--- What you will do ---
1. In the Drupal bounty discussion, substitute "copied" for "imported" and write out the passage from "Exactly! Issues are" to "how it works.".
2. List each distinct dollar amount mentioned in the Drupal bounty discussion.

--- Selected text ---
* START *

This topic was brought up during April's Meet Up. I'm posting a discussion here to get more input.
Mission of the Bounty Site
- Allow non-developers to get the functionality they need for their Drupal sites.
- Reward developers for the hard work they contribute to Drupal.
I propose a website be created where people can submit requests for project development which are associated with community driven bounties.
With this system, the person making the project request will donate a certain amount depending on how important the completion of the development work is to them. In addition, other people can add donations to increase the bounty if they would also like to see the development work completed. At this point, the money is held by a escrow service until someone completes the development work. Whoever finishes the development work, gets the money.
The project request will correlate to Drupal's issue tracker. To make a request users will need to make an issue on drupal.org and then create a bounty for the issue on dbounty.com.
The bounty payment will be made to whoever coded the patch which the drupal.org project/module maintainer accepts and commits to the project. This will leave quality assurance to the maintainer, who would insure the code is not poorly written. Once the issue correlating to the bounty has been closed for 2 weeks, the developer will be paid.
This bounty system will be useful for community members like myself who would like functionality which doesn't yet exist, but don't have development skills to do it ourselves.
For example, I might submit a project request for "Inline Views in the Diff module" (#324811: Inline diff?) with $50 donated to the bounty. Perhaps $50 is enough for a developer to start working on the project; But I assume it won't be. So the request sits unanswered. That is until other members start donating. The bounty increases to $60, then $80. Finally, when it reaches $95, a developers accepts the challenge and begins coding until the request is met. Upon completion of the work, the developer will be paid $95.
What do you think? Is a system like this feasible? Is it good for the Drupal community?
Comments
Monetizing Linux
Linux Sucks! Let fix it!
http://lunduke.com/?p=429
A presentation on the problems of linux and the need to fund development.
Miro - Adopt-a-Line
Below is an interesting attempt for an open source project to monetize their project.
https://www.getmiro.com/adopt/
I have good news : Drupal patch crowd funding platform
@philbar I have good news for you and everyone who is interested.
I can not believe how close to your description is what already done!
Judge for yourself: service of Drupal patch crowd funding.
Exactly! Issues are being imported from drupal.org (of course, having a link to original issue) every time they get updated.
Indeed. That is how it works.
Here you are a link to the first Drupal patch crowd funding platform : http://www.patchranger.com
How does it work? - an article, containing an easy to understand explanation of what is going on.
Why is it free? - description of our business model.
Multiple contributors
Often patches have multiple contributors... one person starts it, it gets reviewed, bounced back, that contributor gets busy, someone else takes it on. Rinse. Repeat. A lot. The reviewers of the patch also provide a lot of value in the process.

* END *

--- Dataset content ---
* START *

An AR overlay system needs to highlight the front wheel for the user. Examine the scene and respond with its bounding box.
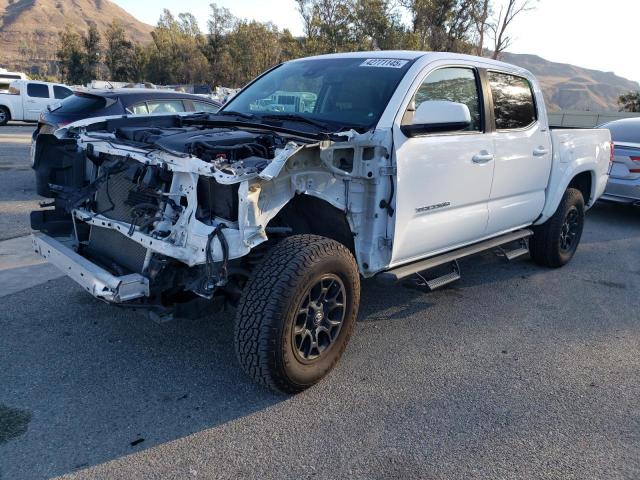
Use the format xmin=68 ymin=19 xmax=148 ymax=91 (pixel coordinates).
xmin=529 ymin=188 xmax=584 ymax=268
xmin=234 ymin=235 xmax=360 ymax=393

* END *

--- Complete answers ---
1.
Exactly! Issues are being copied from drupal.org (of course, having a link to original issue) every time they get updated.
Indeed. That is how it works.

2. $50, $60, $80, $95